§ **SELECTION**
This chapter focuses primarily on the frequency of exceptionally hot summer months in Central and Eastern Europe, their spatial extent and the thermal characteristic of the months. Most of the study area is relatively flat and only the south-western part features uplands and two large mountain ranges, i.e. the Carpathian Mts. and Sudety Mts., running predominantly along an east–west axis. This morphology contributes to a great variation in the frequency, intensity, duration and timing of hot spells within a relatively small area [2123].

This chapter builds on the authors’ earlier research on whole summer seasons [1].

2 Data and Method

The input to the study involved monthly average, maximum and minimum air temperatures; the number of days with tmax >25, 30 and 35 °C (defined respectively as summer days, hot and very hot days); and days with tmin >20 °C (tropical nights), as recorded in the summer months (June–August) at 59 weather stations in Central and Eastern Europe in 1951–2010 (Table 2.1). The study area spans 45–60°N and 15–65°E, excluding the Scandinavian Peninsula. The weather records were sourced from an on-line database European Climate Assessment & Dataset (ECA&D).

Table 2.1 List of weather stations included in the study (station names after CLINO) [24]

An EHM was defined as a month, in which the average air temperature was higher by at least two standard deviations (t ≥ tav. +2σ) than the long-term average (1951–2010). The same definition had been applied for extremely hot summers [1, 22].

The study area is predominantly lowland. Indeed, 49 of the 59 weather stations are located below 200 m a.s.l., 7 stations are between 200 and 300 m and only 3 stations are above 300 m a.s.l. (L’viv at 323 m, Praha at 365 m and Cluj at 413 m). Astrachan’ lies in a depression at −23 m.

The central and eastern sections of the area, which form the majority, have a moderate continental climate, while a transitional maritime to continental climate prevails over the western part. The average long-term temperature of the warmest month, i.e. July, ranges from ca. 15 °C in the extreme north of the area to 25 °C and more in the southeast. This is evidence of a wide range of thermal characteristics within the study area. In this context it is important to note that the definition of an EHM is relative, which means that in each case it is related to the average long-term temperature in a given month at a given station. The adoption of this method has two specific consequences:

  1. 1.

    The average air temperature of an EHM ranges widely. For example, in July it may even fall short of 20 °C in the north-east, while in the southeast it must be 10 °C higher to meet the criterion (t ≥ tav. +2σ). This means that an EHM may mean very different thermal conditions in different sections of the same climatic zone.

  2. 2.

    Subsequent summer months with similar average temperatures may or may not qualify as EHMs. For example, in 1972 in Moscow, the average temperature of July was 22.4 °C and 20.6 °C in August, but only the cooler August cleared the threshold (t ≥ tav. +2σ).

§ **INFORMATION PROVIDED**
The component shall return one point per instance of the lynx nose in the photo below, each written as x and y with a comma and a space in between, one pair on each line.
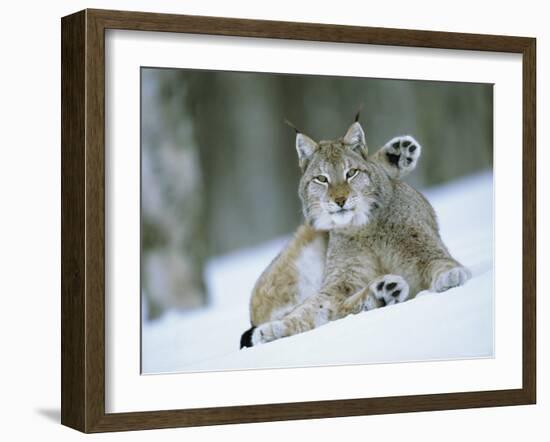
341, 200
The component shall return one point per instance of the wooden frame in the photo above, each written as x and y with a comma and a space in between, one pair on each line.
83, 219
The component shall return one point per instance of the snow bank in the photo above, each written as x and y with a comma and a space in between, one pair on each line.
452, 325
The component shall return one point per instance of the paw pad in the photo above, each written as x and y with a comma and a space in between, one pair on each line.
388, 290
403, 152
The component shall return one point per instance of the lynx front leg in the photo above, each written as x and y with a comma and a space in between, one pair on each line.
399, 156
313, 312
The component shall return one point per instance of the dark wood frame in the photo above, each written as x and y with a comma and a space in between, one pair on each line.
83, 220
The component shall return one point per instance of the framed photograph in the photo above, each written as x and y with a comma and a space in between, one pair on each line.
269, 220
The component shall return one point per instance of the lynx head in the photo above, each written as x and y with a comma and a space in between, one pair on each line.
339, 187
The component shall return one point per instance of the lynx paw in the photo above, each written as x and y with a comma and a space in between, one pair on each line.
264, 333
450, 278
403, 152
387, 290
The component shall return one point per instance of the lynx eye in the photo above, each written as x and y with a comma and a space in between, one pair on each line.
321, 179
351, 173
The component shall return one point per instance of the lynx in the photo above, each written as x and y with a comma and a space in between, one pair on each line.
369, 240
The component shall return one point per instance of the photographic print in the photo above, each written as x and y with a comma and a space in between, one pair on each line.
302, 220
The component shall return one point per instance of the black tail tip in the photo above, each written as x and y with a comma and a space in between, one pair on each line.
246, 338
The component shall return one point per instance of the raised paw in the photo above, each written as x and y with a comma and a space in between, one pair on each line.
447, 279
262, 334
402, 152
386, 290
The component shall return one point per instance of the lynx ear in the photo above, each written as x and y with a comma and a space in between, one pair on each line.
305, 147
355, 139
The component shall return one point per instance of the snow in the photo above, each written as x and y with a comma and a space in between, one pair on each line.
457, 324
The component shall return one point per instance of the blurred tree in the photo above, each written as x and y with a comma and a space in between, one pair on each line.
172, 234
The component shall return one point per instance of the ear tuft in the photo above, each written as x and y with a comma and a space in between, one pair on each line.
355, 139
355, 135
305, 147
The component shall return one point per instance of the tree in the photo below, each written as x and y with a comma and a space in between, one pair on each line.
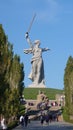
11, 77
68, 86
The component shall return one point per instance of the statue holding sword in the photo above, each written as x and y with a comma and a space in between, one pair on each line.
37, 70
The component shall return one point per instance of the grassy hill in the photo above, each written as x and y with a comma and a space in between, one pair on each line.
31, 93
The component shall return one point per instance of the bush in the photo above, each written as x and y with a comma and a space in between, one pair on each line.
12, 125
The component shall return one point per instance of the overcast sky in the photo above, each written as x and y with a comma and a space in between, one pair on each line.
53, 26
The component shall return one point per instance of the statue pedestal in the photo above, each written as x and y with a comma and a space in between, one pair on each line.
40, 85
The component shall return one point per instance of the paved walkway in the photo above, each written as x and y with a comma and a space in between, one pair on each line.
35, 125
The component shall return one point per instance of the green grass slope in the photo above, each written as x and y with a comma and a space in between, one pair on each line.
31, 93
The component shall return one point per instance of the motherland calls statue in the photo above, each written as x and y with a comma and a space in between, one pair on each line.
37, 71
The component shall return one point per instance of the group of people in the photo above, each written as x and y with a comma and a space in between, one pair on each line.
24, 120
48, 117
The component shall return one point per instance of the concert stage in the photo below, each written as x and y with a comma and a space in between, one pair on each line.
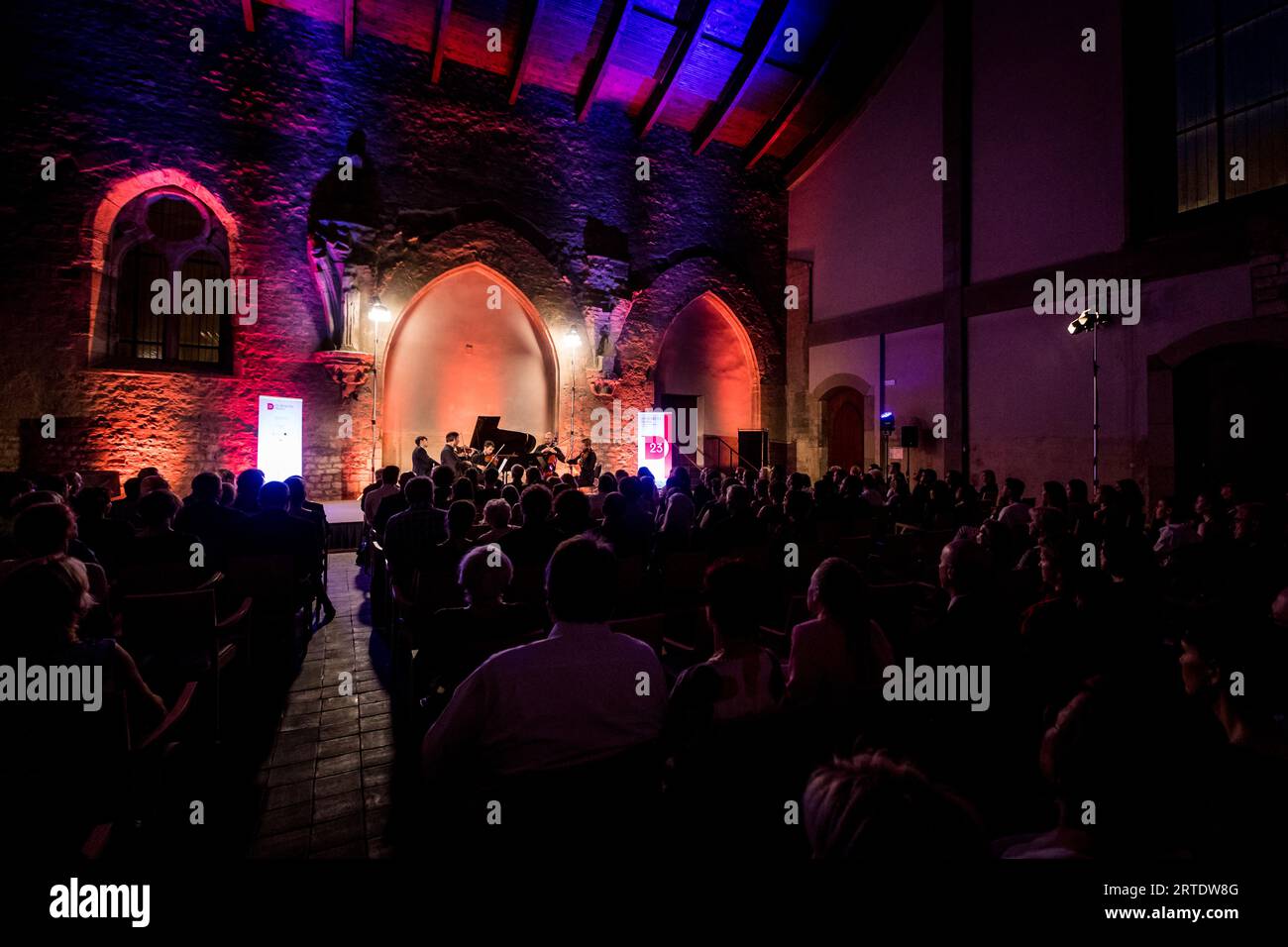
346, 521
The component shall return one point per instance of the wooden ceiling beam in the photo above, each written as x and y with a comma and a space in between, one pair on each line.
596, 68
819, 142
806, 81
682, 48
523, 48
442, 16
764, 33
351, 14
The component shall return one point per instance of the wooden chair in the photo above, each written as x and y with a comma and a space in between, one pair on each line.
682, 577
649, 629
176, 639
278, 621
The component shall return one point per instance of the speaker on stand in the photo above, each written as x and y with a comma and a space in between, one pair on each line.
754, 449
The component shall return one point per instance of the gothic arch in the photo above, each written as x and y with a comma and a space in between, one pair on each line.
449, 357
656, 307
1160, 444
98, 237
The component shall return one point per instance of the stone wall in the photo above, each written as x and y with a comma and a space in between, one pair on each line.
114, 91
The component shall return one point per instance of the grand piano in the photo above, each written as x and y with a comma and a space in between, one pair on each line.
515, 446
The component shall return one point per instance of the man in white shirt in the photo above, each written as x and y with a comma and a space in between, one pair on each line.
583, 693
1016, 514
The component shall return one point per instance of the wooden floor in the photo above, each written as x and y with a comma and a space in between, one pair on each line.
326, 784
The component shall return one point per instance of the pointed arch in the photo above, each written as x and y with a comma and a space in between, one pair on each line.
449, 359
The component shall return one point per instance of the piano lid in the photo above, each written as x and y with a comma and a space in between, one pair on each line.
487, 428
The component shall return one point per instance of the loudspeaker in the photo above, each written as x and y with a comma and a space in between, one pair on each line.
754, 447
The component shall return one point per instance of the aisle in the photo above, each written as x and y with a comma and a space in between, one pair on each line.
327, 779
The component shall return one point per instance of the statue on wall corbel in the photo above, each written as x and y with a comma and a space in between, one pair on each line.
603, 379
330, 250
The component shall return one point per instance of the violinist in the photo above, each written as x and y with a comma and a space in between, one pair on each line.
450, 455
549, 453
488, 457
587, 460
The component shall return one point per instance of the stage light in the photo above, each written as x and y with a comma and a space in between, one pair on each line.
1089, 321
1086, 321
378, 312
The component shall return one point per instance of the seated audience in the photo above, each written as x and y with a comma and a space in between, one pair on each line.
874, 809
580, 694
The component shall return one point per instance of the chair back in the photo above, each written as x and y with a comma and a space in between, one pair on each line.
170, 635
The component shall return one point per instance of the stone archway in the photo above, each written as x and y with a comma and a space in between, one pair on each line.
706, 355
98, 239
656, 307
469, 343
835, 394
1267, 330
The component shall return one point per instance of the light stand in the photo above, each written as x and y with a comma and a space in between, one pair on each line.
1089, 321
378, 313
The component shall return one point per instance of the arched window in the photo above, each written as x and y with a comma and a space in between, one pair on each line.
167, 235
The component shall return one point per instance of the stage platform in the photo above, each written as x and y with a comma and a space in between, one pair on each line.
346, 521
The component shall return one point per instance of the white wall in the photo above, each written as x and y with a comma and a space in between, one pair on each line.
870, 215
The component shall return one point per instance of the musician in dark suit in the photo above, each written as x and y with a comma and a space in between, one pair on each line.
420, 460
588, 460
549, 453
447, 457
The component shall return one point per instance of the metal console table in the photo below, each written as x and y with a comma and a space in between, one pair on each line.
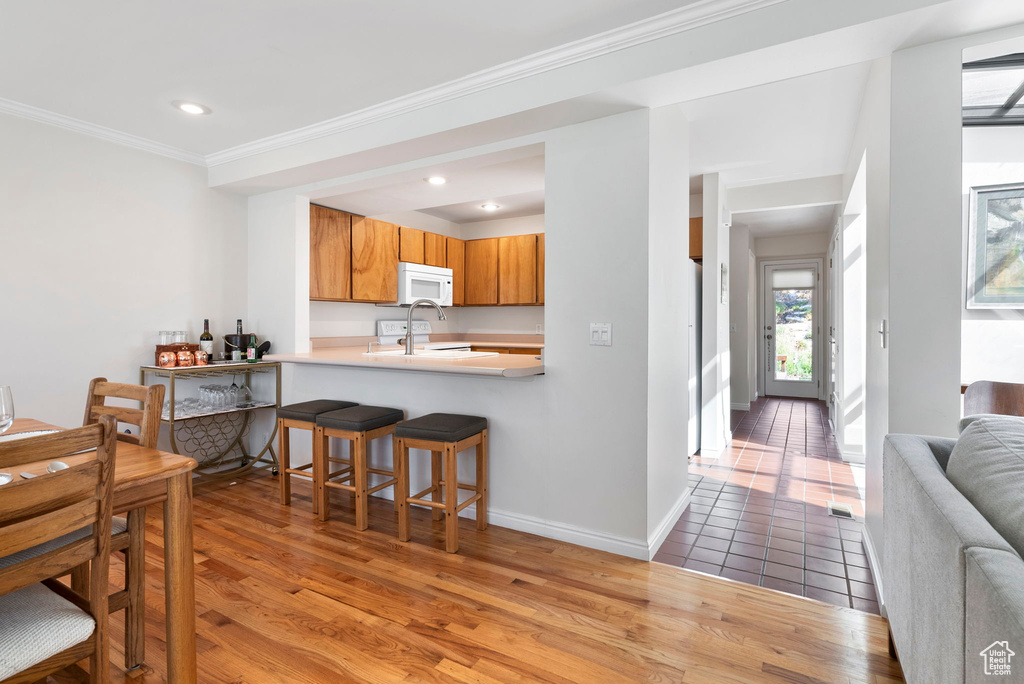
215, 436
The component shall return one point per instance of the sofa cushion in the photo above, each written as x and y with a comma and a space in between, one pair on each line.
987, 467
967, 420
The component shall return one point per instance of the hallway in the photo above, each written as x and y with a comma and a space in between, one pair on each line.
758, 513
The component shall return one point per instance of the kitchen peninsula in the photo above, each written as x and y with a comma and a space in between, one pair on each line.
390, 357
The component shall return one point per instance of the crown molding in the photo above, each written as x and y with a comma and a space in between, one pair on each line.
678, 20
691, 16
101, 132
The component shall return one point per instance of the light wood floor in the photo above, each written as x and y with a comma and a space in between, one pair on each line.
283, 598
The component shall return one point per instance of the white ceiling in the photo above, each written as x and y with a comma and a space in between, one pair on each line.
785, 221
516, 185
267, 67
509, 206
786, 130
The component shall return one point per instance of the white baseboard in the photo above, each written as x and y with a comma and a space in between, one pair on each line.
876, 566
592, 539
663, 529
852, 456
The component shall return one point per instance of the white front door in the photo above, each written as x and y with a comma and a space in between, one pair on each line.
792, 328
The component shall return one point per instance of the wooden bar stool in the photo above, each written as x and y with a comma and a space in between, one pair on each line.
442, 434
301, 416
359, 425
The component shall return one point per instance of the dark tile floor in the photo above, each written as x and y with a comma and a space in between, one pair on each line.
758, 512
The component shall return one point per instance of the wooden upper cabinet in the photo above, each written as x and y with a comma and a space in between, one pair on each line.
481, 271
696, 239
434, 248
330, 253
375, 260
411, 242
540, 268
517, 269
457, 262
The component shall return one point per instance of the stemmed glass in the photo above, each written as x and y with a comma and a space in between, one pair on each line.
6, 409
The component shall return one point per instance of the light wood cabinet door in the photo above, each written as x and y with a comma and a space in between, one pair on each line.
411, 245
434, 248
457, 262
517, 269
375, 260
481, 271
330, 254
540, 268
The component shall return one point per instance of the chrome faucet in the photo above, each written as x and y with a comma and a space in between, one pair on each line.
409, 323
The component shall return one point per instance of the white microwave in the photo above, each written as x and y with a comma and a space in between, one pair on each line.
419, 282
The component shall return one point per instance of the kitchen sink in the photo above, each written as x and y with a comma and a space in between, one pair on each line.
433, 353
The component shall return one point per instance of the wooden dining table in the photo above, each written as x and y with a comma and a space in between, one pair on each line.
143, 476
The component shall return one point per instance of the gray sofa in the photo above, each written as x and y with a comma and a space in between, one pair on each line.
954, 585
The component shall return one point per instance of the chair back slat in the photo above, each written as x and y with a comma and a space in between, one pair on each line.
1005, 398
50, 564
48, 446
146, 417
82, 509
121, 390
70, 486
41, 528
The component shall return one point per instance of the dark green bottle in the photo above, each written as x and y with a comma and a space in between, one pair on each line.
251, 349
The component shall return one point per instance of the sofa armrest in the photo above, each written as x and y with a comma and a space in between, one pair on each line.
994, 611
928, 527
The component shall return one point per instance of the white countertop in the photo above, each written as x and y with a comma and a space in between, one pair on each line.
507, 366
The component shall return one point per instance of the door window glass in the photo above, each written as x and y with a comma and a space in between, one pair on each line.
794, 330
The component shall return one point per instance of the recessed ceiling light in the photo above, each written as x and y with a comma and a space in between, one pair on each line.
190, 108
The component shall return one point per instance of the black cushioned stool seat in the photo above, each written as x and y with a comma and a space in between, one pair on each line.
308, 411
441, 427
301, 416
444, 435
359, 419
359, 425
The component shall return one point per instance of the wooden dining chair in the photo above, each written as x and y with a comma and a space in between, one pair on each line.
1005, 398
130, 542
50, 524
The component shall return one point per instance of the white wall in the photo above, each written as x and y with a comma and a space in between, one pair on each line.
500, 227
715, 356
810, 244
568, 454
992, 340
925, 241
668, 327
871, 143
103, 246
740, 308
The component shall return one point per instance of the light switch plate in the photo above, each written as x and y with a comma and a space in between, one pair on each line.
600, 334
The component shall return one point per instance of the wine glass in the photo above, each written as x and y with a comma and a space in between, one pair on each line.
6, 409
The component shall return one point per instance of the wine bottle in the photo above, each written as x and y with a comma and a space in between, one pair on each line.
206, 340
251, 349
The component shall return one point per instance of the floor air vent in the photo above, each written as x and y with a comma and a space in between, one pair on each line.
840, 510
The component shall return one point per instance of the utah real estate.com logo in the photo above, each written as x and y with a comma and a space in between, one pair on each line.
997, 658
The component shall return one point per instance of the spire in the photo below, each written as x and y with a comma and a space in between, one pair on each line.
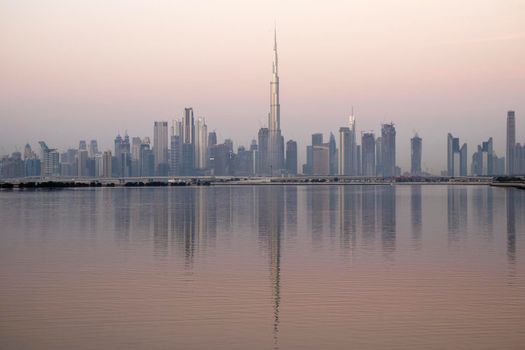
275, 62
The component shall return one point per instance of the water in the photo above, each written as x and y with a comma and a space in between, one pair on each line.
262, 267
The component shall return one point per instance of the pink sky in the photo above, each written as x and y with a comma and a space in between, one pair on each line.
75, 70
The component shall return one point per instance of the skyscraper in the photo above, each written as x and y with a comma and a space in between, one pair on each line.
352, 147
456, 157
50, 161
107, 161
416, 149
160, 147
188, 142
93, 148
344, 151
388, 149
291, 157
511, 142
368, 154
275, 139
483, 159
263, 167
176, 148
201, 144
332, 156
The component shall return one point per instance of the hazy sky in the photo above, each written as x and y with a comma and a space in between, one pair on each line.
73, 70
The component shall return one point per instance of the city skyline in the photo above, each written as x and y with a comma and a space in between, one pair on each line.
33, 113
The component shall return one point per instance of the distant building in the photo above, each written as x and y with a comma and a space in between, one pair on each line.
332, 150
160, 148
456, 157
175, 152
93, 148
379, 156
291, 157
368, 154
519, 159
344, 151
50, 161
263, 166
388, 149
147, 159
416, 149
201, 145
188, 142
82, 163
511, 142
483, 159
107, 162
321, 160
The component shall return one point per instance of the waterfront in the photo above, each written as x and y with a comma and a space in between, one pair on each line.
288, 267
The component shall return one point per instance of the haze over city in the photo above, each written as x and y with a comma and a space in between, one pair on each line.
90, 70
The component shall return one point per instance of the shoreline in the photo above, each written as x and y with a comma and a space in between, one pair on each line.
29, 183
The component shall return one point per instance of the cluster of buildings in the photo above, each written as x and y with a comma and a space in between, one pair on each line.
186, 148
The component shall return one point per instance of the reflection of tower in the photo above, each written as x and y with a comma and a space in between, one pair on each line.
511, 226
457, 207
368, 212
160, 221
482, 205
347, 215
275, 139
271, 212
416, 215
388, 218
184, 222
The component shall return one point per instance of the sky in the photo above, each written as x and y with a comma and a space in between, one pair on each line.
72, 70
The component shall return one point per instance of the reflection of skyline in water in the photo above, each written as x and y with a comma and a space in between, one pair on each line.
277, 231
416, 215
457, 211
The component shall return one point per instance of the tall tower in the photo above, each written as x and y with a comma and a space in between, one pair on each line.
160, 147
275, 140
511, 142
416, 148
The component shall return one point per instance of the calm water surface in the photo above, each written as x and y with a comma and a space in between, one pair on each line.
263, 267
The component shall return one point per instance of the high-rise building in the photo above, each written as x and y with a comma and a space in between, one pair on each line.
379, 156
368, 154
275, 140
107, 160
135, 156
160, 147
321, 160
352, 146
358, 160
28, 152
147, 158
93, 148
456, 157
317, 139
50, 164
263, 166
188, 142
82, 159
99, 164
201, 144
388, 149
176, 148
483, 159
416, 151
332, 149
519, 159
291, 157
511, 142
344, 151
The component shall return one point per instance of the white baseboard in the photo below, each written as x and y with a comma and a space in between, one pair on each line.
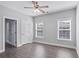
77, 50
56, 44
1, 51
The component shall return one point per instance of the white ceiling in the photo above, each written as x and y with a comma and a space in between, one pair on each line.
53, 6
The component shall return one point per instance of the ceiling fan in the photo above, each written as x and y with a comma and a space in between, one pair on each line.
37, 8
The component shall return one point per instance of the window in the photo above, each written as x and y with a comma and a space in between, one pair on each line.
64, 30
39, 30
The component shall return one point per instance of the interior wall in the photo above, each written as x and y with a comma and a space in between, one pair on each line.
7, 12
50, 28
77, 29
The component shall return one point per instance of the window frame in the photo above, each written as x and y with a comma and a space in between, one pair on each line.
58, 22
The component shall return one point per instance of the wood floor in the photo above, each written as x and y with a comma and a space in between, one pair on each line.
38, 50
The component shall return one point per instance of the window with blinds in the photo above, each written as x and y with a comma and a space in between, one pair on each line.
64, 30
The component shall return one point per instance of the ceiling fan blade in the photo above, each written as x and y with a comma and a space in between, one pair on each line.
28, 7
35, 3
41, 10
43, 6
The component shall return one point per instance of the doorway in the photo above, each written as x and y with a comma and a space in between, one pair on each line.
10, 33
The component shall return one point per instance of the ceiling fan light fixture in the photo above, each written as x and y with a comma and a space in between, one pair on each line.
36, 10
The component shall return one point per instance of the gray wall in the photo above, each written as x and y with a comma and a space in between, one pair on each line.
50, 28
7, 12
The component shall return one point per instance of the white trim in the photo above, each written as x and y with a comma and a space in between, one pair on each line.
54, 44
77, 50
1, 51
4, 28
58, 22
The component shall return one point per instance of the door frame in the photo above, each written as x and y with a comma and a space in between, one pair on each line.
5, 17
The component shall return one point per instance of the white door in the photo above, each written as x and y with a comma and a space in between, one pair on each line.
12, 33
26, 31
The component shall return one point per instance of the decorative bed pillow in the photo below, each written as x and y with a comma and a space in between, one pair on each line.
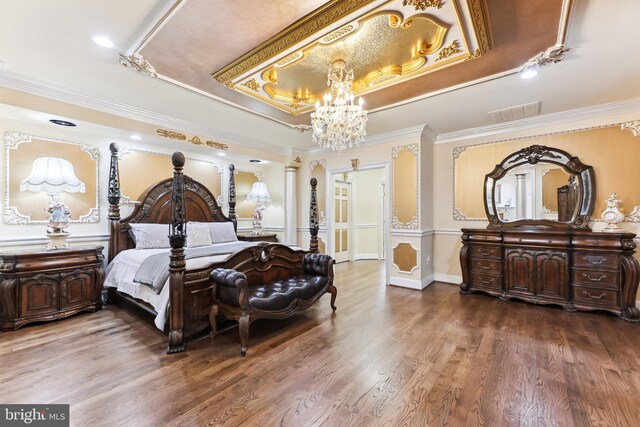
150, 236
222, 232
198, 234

§ **DIRECTIVES**
A. Answer these from the chapter on exceptionally hot summer months:
(i) How many weather stations supplied the records, and for which years?
(ii) Which month is named as the warmest?
(iii) Which station lies in a depression, and at what elevation?
B. Resume the chapter on exceptionally hot summer months in Central and Eastern Europe, picking up right after its final sentence.

§ **ANSWERS IN ORDER**
A.
(i) 59 weather stations, 1951–2010.
(ii) July.
(iii) Astrachan’, at −23 m.

B.
3 General Characteristic of EHM Occurrence in the Summer Season

During the 60-year period, 326 months met the condition t ≥ tav. +2σ (3.1 % of all months in the period) at 59 weather stations. These EHMs occurred in 47 calendar months in 33 years of the study period, as shown in Table 2.2. The table also specifies the number of stations where a given EHM occurred and offers the calendar of extremely hot summer seasons (EHS). Interestingly, for statistical purposes there were several EHSs without a single EHM.

Table 2.2 Calendar of exceptionally hot months (EHM) and summers (EHS) and number of station at which EHM and EHS occurred in Central and Eastern Europe

The study revealed that EHMs varied very widely in terms of their geographical extent, ranging from one or two stations (13 and 2 EHMs) to more than a half of all stations (one EHM each at 36 and 34 stations).

The EHM count at all stations ranged from 3 to 10, but at a clear majority (41) it was 4–6. There was no clear spatial pattern, as even neighbouring stations differed greatly in the number of occurrences, e.g. Chernivtsi 3, Kyiv 8. Generally, however, they were less numerous (3–4) in the west of the area (from Lithuania to Poland, the Czech Republic, Slovakia to Romania) and at some stations in Russia within the belt 50–55°N, than in Belarus, north-eastern Ukraine and Russia between the Black and Caspian Seas and on the Caspian coast of Kazakhstan (7–10). They were also surprisingly frequent (8) in Pecora, the farthest station to the north-east.

The likelihood of an EHM in June, July and August is virtually identical (15, 16 and 16 cases), but the geographical extent of EHMs clearly increases as the summer progresses from 87 station-months in June to 98 in July and 141 in August (Table 2.2). This would suggest that the gradually warming ground plays a role as a factor in levels of air temperature.

EHMs were distributed highly unevenly during the study period, and increased in frequency after 1990 (Tables 2.2 and 2.3). Until that year, their occurrence was similar at 5–7 per decade, with an exception of just 2 EHMs during the period 1961–1970. In the last decade of the twentieth century, this number increased to 11 EHMs (including 5 at a single station), which trend continued in the first decade of the twenty-first century with 15 EHMs. These latter EHMs occurred simultaneously over large areas, the record of which was in 2010. Also EHMs in the twenty-first century tended to be more concentrated in the same year at 2–3 each.

Table 2.3 Years, months and occurrences with EHMs in individual decades of the period 1951–2010 in Central and Eastern Europe

Individual EHMs spanned different parts of the study area and while they showed no temporal pattern, there was a general increase in their occurrence in European Russia.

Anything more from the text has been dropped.